>> Start
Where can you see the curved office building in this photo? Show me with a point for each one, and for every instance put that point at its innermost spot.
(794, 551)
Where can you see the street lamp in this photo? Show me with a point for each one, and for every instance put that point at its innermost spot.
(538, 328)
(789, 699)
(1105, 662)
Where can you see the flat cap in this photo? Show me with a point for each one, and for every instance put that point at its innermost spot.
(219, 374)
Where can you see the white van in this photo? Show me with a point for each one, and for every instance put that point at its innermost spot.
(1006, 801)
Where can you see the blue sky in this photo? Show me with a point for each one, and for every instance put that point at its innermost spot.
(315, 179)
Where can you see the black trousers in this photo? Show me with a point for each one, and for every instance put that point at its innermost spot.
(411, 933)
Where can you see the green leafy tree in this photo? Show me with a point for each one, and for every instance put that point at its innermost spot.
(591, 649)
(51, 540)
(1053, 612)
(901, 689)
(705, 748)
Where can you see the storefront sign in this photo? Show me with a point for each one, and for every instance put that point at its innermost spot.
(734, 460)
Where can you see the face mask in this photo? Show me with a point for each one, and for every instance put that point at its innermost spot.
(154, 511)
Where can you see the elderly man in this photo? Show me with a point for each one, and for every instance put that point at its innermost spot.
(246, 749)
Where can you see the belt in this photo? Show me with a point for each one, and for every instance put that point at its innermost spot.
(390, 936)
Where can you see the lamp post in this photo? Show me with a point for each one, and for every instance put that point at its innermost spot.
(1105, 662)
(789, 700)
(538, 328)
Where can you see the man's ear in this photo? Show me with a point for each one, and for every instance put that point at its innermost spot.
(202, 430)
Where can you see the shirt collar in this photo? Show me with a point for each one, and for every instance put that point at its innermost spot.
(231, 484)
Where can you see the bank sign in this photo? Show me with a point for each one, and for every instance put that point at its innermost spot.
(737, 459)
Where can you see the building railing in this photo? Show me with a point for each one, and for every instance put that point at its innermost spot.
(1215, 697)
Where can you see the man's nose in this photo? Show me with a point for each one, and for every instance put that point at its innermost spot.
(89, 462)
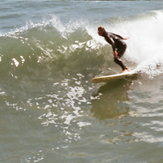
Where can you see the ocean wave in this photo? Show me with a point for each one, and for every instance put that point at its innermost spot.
(76, 47)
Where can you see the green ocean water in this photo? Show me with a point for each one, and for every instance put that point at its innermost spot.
(50, 111)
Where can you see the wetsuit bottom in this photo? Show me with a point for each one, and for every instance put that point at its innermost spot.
(121, 52)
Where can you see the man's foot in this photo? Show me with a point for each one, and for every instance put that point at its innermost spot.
(125, 70)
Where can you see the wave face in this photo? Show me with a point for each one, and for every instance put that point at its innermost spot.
(52, 48)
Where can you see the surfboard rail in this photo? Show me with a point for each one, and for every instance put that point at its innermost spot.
(107, 78)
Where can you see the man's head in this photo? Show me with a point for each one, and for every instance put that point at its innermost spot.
(101, 31)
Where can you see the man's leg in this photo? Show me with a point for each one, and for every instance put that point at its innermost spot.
(120, 63)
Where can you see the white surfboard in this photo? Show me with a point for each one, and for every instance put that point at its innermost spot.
(107, 78)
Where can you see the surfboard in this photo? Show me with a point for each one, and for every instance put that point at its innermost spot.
(107, 78)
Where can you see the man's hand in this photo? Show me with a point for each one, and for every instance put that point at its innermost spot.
(126, 38)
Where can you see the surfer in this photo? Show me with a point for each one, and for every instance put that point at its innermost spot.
(118, 46)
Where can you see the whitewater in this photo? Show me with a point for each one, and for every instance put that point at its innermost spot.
(51, 111)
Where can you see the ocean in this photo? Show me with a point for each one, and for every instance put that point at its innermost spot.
(50, 111)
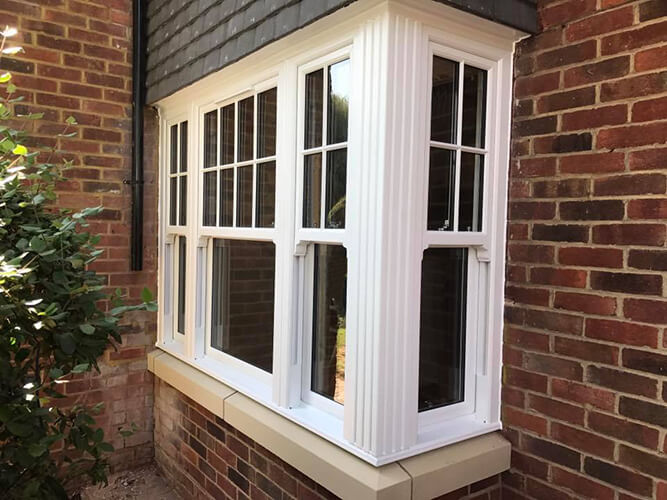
>> End
■ **Exercise task**: Transcribe all of the entries above verbatim, but leave the pictures out of your copy.

■ **Response to this exercise**:
Where can you see the curved office building in this photo? Show me with a point for each one, and for every instance put that point at its innermost spot.
(794, 551)
Where can you see the street lamp in this photo? Show me with a point for each one, and for every instance put that point at its innermost spot.
(538, 328)
(789, 699)
(1105, 662)
Where can you see the flat cap in this photo? Show me with a point for each one, and for every instance put that point at its innermost spot.
(219, 374)
Where can you see the white van in this photo? Show me with a point for each one, and for every instance put that point at its innermost spot.
(1006, 801)
Where can you see the blue sky in this photo? Show me with a point for each one, and for every instance put that point at its innermost spot.
(315, 179)
Where can you see the black trousers in this photo? Show me with a point for each one, and for every instance put that point at its innermost spot.
(411, 933)
Where can you see the green leafy tree in this photo? Show me with a point for each one, and for every instance put that point at its innermost spot.
(591, 649)
(51, 540)
(1053, 612)
(901, 689)
(705, 748)
Where can you see the storefront sign in this photo? Show me with a point for each one, and for every instance put that point at its innermost spot.
(734, 460)
Where can you see the face mask in this photo? Show me with a point for each one, and for every instance put that point at its innermost spot.
(154, 511)
Where can you see the elderly man in this photo? Show me with a point for each one, and for every instance put that point at its innermost spot.
(246, 749)
Where can you see the belt in this photo? Show me with a point for each one, and for every instance put that point at its innermost spot.
(390, 936)
Where can you see the lamp post in this photo? Show me with a point for each one, and for every instance put that point at its innermost spot.
(1105, 662)
(789, 700)
(538, 328)
Where can you see the man's ear in this photo? Show me with a point for each one, and for every instance put that point at its innermost spot.
(202, 430)
Where can you see the shirt collar in this photo? Show me with a point for each one, and for every instance put that point at its innermost spot.
(231, 484)
Where can you see the bank sign in this photo? Show me with a point for each one, and for every instance put that point at its innermost spot.
(737, 459)
Where can you see the building railing in this photo? Show me with a point for each one, and for every instance put that point at its innermost spot.
(1215, 697)
Where can you see the man's nose in this photo? Show me with a point for each one, and for every instance put that point at its innermost spot.
(89, 462)
Where can you see the ocean wave in this photo? Show me with a point for each one, and for every instance put that point at its innermost spot.
(76, 47)
Where can you see the green ocean water in this photo? Show me with a point for each one, and for every instance put that point at its innermost spot.
(50, 111)
Where can you see the wetsuit bottom in this photo? Show me with a point for each one, and for every instance put that point at its innermost spot.
(121, 52)
Where can you see the man's foot in this photo? Show me with a point for each one, and for every instance put that point at its innermost spot.
(125, 70)
Where can you see the wave face in this photo? Show me with a point for each one, and for every instance put that point at its innermost spot.
(52, 48)
Where can you see the surfboard rail in this photo? Show me with a point for each one, and for every instance put that point at its innermost spot.
(107, 78)
Where can you see the man's head in this photo? Show me with a point for each one, and for every instance put that point at its innermost spot.
(101, 31)
Where can you see the man's leg in this photo? Show me with a point for each one, and for every instance put that point at its innermost spot.
(120, 63)
Where can you see the white surfboard in this photo? Show me with a point for each one, and for every instance put that point at its innermost spot.
(107, 78)
Where can you see the surfboard in this photo? Show me with a point for each one, and for every instance put that point at its innermost spot.
(107, 78)
Where can you see the man's hand in this photo? Show me with a point for each one, and for every instance put that point at its innermost spot.
(126, 38)
Where can you see the surfer in this photo? Show me with a point for each one, and for every instance put that point at its innermost spot.
(118, 46)
Where can you see the whitewater in this photo? Show me with a point for each one, and for every instance put that point at its innermost spot.
(51, 111)
Where can you see the ocean in this photo? Show me with a point for each one, and for every instance put that point at its innermost spot.
(50, 111)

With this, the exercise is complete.